* **QUOTED TEXT**:
####
If you want to use non ASCII characters in a message then the best and
safest way of doing so is to escape those characters with Unicode values >
127 as &#nnnn; This will maximise your chance of interoperating between XML
implementations. Even so some implementations will fail when encountering
these entities.

I believe that these has been code committed to generate the &#nnnn;
escaping in some circumstances but I'm not sure that the XML writer
currently escapes all non ASCII characters.

The next version of MinML will recognise and use the encoding declaration.

John Wilson
The Wilson Partnership
http://www.wilson.co.uk


Re: MinML silently ignores encoding

Posted by Praveen Udawat <pr...@gmo.jp>.
Hi Rune,

I also had the same problem of UTF-8 encoding. I needed to change  the
XmlRpc.java for my
project implementation.

Praveen
----- Original Message -----
From: "Rune Froysa" <ru...@usit.uio.no>
To: <rp...@xml.apache.org>
Sent: Friday, November 29, 2002 8:50 PM
Subject: Bug: MinML silently ignores encoding


> Unless sax.driver is set, XmlRpc will default to the MinML sax driver.
> This driver silently ignores the encoding specification in the first
> line of the xml file, and the default character encoding does not seem
> to be utf-8.
####
* **DATA PROVIDED**:
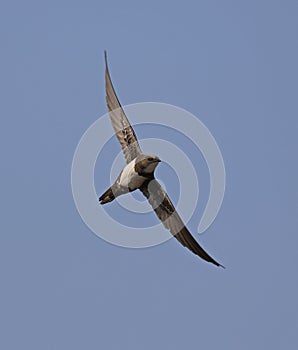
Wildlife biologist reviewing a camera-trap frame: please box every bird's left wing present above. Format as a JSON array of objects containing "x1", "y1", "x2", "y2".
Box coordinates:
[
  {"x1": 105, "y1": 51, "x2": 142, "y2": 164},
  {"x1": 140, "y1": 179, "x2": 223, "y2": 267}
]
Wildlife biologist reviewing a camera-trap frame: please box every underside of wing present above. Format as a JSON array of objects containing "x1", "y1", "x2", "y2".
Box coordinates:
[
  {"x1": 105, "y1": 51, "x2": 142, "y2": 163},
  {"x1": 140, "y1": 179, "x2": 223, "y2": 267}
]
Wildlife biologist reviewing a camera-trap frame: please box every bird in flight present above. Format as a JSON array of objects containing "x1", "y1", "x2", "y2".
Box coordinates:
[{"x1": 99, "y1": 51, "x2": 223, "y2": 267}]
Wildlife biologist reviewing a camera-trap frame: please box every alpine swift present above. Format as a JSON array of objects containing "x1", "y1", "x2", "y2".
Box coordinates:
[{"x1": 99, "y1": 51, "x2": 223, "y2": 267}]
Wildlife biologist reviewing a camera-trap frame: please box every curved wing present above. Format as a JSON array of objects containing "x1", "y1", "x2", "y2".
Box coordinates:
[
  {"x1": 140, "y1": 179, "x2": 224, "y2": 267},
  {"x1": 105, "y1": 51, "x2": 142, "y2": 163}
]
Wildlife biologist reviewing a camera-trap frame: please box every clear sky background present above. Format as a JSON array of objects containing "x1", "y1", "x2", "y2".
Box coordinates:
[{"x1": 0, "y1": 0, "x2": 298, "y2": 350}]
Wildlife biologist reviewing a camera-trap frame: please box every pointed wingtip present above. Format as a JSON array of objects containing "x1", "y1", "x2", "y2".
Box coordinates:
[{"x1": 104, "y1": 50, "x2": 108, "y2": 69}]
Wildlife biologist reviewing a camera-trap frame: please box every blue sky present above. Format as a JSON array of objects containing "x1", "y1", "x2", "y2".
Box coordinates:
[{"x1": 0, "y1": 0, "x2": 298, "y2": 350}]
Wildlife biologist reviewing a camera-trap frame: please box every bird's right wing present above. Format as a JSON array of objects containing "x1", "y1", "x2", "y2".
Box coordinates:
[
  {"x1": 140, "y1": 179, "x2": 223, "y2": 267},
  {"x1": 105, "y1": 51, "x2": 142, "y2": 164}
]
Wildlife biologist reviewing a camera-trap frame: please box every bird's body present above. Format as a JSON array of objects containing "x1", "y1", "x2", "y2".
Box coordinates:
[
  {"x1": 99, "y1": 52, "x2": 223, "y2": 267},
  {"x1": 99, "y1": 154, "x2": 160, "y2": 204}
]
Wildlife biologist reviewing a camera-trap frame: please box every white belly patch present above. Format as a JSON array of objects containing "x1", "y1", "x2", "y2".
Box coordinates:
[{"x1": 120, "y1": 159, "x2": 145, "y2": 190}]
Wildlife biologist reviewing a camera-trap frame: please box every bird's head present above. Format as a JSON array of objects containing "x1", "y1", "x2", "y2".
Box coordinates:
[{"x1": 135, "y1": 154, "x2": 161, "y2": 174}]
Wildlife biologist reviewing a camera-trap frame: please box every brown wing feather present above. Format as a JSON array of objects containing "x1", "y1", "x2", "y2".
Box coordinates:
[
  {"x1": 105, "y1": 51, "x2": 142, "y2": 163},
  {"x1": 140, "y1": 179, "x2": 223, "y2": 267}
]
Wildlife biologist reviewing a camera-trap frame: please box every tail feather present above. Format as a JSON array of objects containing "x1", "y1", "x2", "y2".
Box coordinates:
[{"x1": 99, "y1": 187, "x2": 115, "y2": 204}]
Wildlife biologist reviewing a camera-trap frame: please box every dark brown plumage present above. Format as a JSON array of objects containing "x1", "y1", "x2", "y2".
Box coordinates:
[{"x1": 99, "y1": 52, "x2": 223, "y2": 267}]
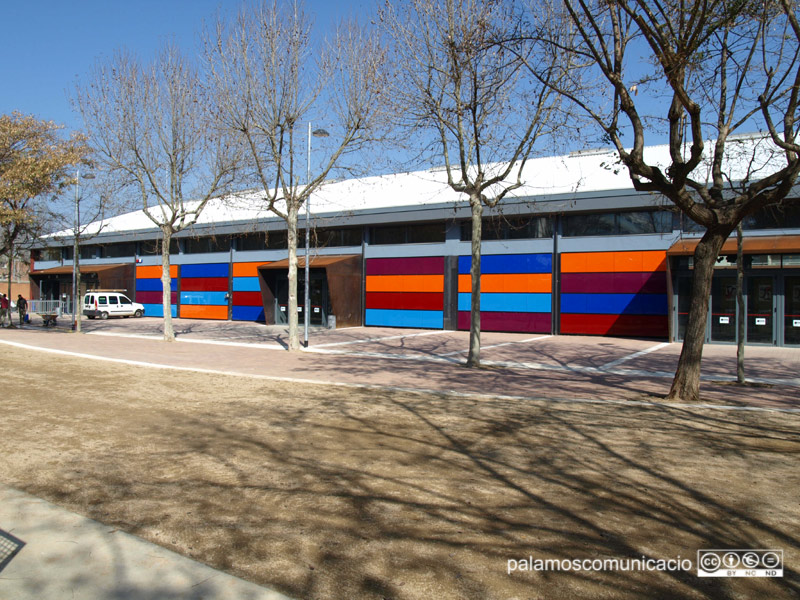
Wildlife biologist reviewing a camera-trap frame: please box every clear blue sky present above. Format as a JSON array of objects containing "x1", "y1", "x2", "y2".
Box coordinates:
####
* **WHAT YOU NEED TO DO**:
- a) Transcribe the part of the MinML encoding thread above that begins at the words "John Wilson" and stops after the words "project implementation.".
- b) Extend the mailing-list thread about MinML ignoring the encoding declaration, starting right after its last line.

* **SOLVED TASKS**:
- a)
John Wilson
The Wilson Partnership
http://www.wilson.co.uk


Re: MinML silently ignores encoding

Posted by Praveen Udawat <pr...@gmo.jp>.
Hi Rune,

I also had the same problem of UTF-8 encoding. I needed to change  the
XmlRpc.java for my
project implementation.

- b)
>
> If this driver is supposed to still be the default driver for XmlRpc,
> then I sugges that it should detect utf-8 usage and emit a warning to
> save developers from having to do a lot of debugging to figure out why
> their utf-8 based code does not work.
>
> Pythons xmlrpclib seems to default to utf-8.  As far as I can see, the
> Xml-RPC spec does not specify any character set.
>
> Regards,
> Rune Frøysa
>


Re: MinML silently ignores encoding

Posted by John Wilson <tu...@wilson.co.uk>.
----- Original Message -----
From: "Rune Froysa" <ru...@usit.uio.no>
To: <rp...@xml.apache.org>
Sent: Friday, November 29, 2002 11:50 AM
Subject: Bug: MinML silently ignores encoding


> Unless sax.driver is set, XmlRpc will default to the MinML sax driver.
> This driver silently ignores the encoding specification in the first
> line of the xml file, and the default character encoding does not seem
> to be utf-8.
>
> If this driver is supposed to still be the default driver for XmlRpc,
> then I sugges that it should detect utf-8 usage and emit a warning to
> save developers from having to do a lot of debugging to figure out why
> their utf-8 based code does not work.
>
> Pythons xmlrpclib seems to default to utf-8.  As far as I can see, the
> Xml-RPC spec does not specify any character set.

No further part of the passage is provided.